Thomas Barr, III, alleging that he timely qualified with the Orleans Parish Democratic Executive Committee as a candidate for the democratic nomination for the office of Judge of Section “A” of the First City Court for the City of New Orleans, brought this mandamus proceeding to compel the Committee to certify his name to the Secretary of State as a candidate for such office. After testimony had been taken and argument begun Mr. Barr attempted to file a supplemental petition in which he asked for additional relief, the details of which we find it unnecessary to set forth at this time since the conclusions which we have reached in the matter take care of the additional relief prayed for by him regardless of whether his supplemental petition was timely filed.
There was judgment below rejecting Mr. Barr’s demands and dismissing his suit. He prosecutes this appeal from that judgment.
The facts are as follows :
On January 3, 1966, the Orleans Parish Democratic Executive Committee adopted its Resolution No. 3 ordering a primary election to be held throughout the City of New Orleans in all Wards except Ward 15 for the purpose of selecting the democratic nominee for Judge of Section “A” of the First City Court for the City of New Orleans to fill the vacancy occasioned by the election of the incumbent judge (the Honorable S. Sanford Levy) to the Civil District Court for the Parish of Orleans.
The balance remaining of Judge Levy’s term as Judge of Section “A” of the First City Court is more than one year, he having been elected to that office for the term expiring December 31, 1972.
Under the Committee’s Resolution No. 3 of January 3, 1966, the deadline for qualification of candidates was January 10, 1966, at 5:00 P.M.
On January 7, 1966, the Committee met and adopted its Resolution No. 1 recalling and rescinding its Resolution No. 3 calling the primary, and as a result thereof when Mr. Barr attempted to qualify as a candidate at about 4:00 P.M. on January 10 his qualification papers were rejected.
In its Resolution No. 3 of January 3rd the Committee had fixed the dates of the first and second primaries to coincide with the primary dates which it had fixed in response to the Governor’s call for a special election to be held on April 26, 1966, for the election of members of the House of Representatives in Wards 7, 9, and 12 of the City of New Orleans.

▶ [Raw data]

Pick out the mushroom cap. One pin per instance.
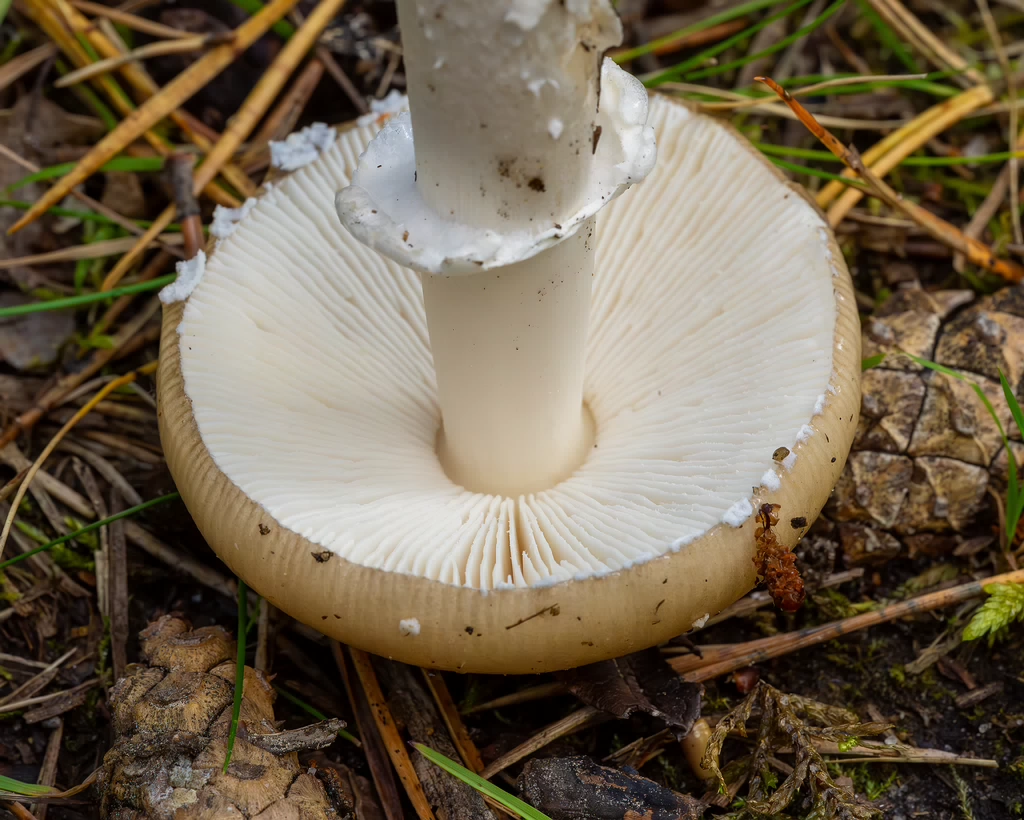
(298, 417)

▶ [Task list]
#1 Translate this sentence from the court opinion into Spanish: "Under the Committee's Resolution No. 3 of January 3, 1966, the deadline for qualification of candidates was January 10, 1966, at 5:00 P.M."
#2 Quote the court opinion from "Under the Committee’s" up to and including "of New Orleans.".
The material is not needed.

▶ [Results]
#1 Conforme a la Resolución n.º 3 del Comité, del 3 de enero de 1966, el plazo para la inscripción de los candidatos vencía el 10 de enero de 1966 a las 5:00 p. m.

#2
Under the Committee’s Resolution No. 3 of January 3, 1966, the deadline for qualification of candidates was January 10, 1966, at 5:00 P.M.
On January 7, 1966, the Committee met and adopted its Resolution No. 1 recalling and rescinding its Resolution No. 3 calling the primary, and as a result thereof when Mr. Barr attempted to qualify as a candidate at about 4:00 P.M. on January 10 his qualification papers were rejected.
In its Resolution No. 3 of January 3rd the Committee had fixed the dates of the first and second primaries to coincide with the primary dates which it had fixed in response to the Governor’s call for a special election to be held on April 26, 1966, for the election of members of the House of Representatives in Wards 7, 9, and 12 of the City of New Orleans.